• _Required work_:
The entries below are to be restated exactly, and their images are to be omitted.

• _Excerpted data_:
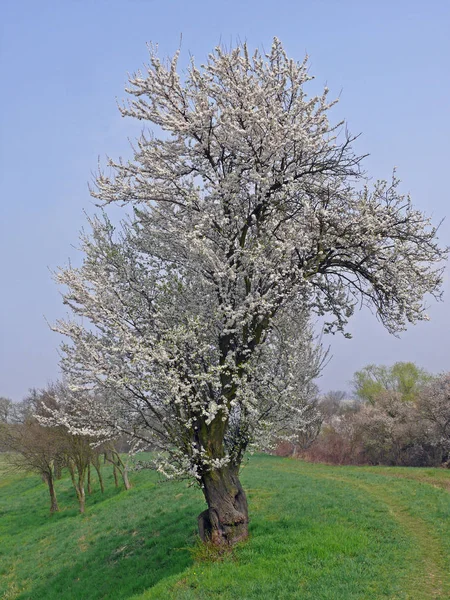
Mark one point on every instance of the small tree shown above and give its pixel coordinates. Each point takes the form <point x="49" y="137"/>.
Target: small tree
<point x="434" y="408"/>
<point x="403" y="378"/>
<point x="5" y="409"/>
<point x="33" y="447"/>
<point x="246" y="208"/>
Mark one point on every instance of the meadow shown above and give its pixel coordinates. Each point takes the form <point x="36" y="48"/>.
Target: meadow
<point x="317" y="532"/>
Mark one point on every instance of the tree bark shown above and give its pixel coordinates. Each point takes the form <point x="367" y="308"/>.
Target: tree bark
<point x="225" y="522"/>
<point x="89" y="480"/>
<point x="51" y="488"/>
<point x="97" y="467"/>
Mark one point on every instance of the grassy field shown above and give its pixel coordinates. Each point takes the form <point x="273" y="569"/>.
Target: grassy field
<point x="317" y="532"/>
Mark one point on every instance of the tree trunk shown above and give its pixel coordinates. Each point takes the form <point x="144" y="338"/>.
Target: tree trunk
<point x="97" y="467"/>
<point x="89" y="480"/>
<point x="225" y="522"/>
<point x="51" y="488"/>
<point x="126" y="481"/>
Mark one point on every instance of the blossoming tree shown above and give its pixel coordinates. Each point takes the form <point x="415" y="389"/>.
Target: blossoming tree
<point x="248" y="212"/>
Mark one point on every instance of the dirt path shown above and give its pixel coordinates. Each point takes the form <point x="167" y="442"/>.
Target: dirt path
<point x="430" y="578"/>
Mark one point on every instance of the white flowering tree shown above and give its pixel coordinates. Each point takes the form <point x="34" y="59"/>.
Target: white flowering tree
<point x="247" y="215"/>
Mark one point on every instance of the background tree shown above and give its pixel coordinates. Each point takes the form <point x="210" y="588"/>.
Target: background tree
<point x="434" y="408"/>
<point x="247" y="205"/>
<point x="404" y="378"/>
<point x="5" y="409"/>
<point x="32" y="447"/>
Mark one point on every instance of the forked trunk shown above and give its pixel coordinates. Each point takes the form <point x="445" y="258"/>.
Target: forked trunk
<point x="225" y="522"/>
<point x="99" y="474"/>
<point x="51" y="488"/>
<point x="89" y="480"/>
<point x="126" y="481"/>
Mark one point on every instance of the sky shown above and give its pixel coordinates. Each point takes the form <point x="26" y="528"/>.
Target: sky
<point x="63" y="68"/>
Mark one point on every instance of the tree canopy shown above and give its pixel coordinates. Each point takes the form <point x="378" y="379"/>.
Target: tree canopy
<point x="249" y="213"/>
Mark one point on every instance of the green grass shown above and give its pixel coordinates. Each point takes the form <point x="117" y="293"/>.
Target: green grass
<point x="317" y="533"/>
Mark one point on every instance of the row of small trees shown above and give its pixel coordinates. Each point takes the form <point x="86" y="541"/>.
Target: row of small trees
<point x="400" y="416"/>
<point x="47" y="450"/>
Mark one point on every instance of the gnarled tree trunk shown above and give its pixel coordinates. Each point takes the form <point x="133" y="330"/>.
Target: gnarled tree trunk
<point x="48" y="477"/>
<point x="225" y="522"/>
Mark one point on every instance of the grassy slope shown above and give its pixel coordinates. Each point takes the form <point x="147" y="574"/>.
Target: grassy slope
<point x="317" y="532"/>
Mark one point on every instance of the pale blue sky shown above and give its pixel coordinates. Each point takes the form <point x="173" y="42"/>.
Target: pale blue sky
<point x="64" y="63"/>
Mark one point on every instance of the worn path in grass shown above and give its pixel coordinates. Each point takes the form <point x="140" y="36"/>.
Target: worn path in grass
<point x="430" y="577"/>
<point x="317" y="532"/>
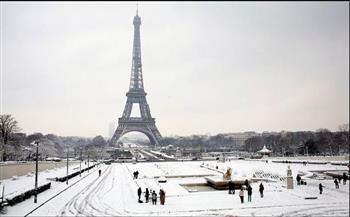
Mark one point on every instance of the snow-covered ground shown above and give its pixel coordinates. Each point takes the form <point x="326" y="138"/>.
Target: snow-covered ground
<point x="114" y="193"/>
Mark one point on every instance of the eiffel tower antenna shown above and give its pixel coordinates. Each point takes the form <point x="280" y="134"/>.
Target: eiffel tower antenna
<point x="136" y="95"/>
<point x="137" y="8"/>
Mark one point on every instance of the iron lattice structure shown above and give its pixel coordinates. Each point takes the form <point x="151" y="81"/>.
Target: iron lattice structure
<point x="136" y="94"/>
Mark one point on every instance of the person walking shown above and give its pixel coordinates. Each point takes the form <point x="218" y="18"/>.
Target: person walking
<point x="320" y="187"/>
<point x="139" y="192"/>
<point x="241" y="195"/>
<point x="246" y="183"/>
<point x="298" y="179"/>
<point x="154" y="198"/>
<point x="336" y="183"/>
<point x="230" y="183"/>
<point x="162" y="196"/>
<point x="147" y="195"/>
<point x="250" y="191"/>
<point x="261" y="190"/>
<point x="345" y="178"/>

• _Problem solution_:
Mark one point on every instance of the small tree shown above and give its pixel coordinates. Each point takes the form <point x="49" y="137"/>.
Target: small tree
<point x="434" y="408"/>
<point x="403" y="378"/>
<point x="5" y="409"/>
<point x="33" y="447"/>
<point x="246" y="208"/>
Mark one point on every instance of the meadow shown above and give its pixel coordinates. Each point takes the form <point x="36" y="48"/>.
Target: meadow
<point x="317" y="532"/>
Mark one point on every instance of the tree bark shown above and give its pixel coordinates. Each point takes the form <point x="367" y="308"/>.
Target: tree bark
<point x="225" y="522"/>
<point x="89" y="480"/>
<point x="51" y="488"/>
<point x="97" y="467"/>
Mark one point on every instance of the grassy field shown above and give its pixel coordinates. Each point takes the form <point x="273" y="569"/>.
Target: grassy field
<point x="317" y="532"/>
Mark one point on every instance of the tree trunk shown above and give its pixel coordinates. Each point takes the form <point x="144" y="338"/>.
Target: tree trunk
<point x="97" y="467"/>
<point x="89" y="480"/>
<point x="225" y="522"/>
<point x="51" y="488"/>
<point x="126" y="481"/>
Mark one point on every instance of the blossoming tree shown above and give its pixel coordinates. Each point takes the form <point x="415" y="389"/>.
Target: blossoming tree
<point x="248" y="212"/>
Mark one point on every instance of the dirt path shown above and give its pixel coordinates. Each point takes the form <point x="167" y="442"/>.
Target: dirt path
<point x="430" y="578"/>
Mark one point on every instance of the white flowering tree shown above and give its pixel coordinates. Each point takes the form <point x="34" y="59"/>.
Target: white flowering tree
<point x="247" y="215"/>
Mark one point on every instance of the background tree shown above and give its pixel coordinates. Each point takes the form <point x="210" y="588"/>.
Target: background tree
<point x="434" y="408"/>
<point x="247" y="205"/>
<point x="404" y="378"/>
<point x="5" y="409"/>
<point x="32" y="447"/>
Mark one point on every instance of the forked trunk shown above and give its pixel coordinates. Each point takes the form <point x="445" y="258"/>.
Target: forked trunk
<point x="225" y="522"/>
<point x="99" y="474"/>
<point x="51" y="488"/>
<point x="89" y="480"/>
<point x="126" y="481"/>
Mark one point on every instance of the sky shown above and give its pixel coordinates. Each point takes the form <point x="26" y="528"/>.
Target: sky
<point x="63" y="68"/>
Mark one point on every instance of the tree canopy shown above and give its pixel coordinates. Each point takes the form <point x="378" y="379"/>.
Target: tree canopy
<point x="249" y="213"/>
Mark one point on every instance of the green grass shown above and give its pixel coordinates. Each point takes the form <point x="117" y="293"/>.
Target: green grass
<point x="317" y="533"/>
Mark one point on every instance of the row of small trees shown above and give its pixel coordinates. Each point takes the form <point x="86" y="541"/>.
Target: row of small trees
<point x="400" y="416"/>
<point x="47" y="450"/>
Mark one point on every instance of the gnarled tree trunk shown above and give its pixel coordinates. Each point takes the form <point x="133" y="330"/>.
Target: gnarled tree trunk
<point x="48" y="477"/>
<point x="225" y="522"/>
Mark one point on every instance of the grassy slope shown above and give its pixel coordinates. Each point takes the form <point x="147" y="574"/>.
Target: grassy slope
<point x="317" y="532"/>
Mark one point on every instance of the pale blue sky shown above and give its pixel coordinates. Each point takes the form <point x="173" y="42"/>.
Target: pale blue sky
<point x="64" y="63"/>
Mark one point on every instance of the worn path in grass shown above and give its pixel coordinates. Each point takes the form <point x="140" y="36"/>.
Target: worn path in grass
<point x="430" y="577"/>
<point x="317" y="532"/>
Mark one point on every instance of the snow-covered ground shown above and give its pixel coordinates. Each point takes the form <point x="326" y="138"/>.
Target: snow-covered ground
<point x="114" y="193"/>
Mark one point on every instance of the eiffel tower antenna shown above and give its pixel coordinates. Each point takes the form <point x="280" y="134"/>.
Target: eiffel tower antenna
<point x="136" y="95"/>
<point x="137" y="8"/>
Mark one point on every instance of the iron lattice structure shown above and give its pixel coordinates. Each point takes the form <point x="151" y="81"/>.
Target: iron lattice structure
<point x="136" y="94"/>
Mark one point on every instance of the person walking shown above and give its pixel coordinates. Each point takes the form <point x="218" y="18"/>.
Target: person walking
<point x="320" y="187"/>
<point x="139" y="192"/>
<point x="241" y="195"/>
<point x="246" y="183"/>
<point x="298" y="179"/>
<point x="154" y="198"/>
<point x="336" y="183"/>
<point x="230" y="183"/>
<point x="162" y="196"/>
<point x="147" y="195"/>
<point x="250" y="191"/>
<point x="261" y="190"/>
<point x="345" y="178"/>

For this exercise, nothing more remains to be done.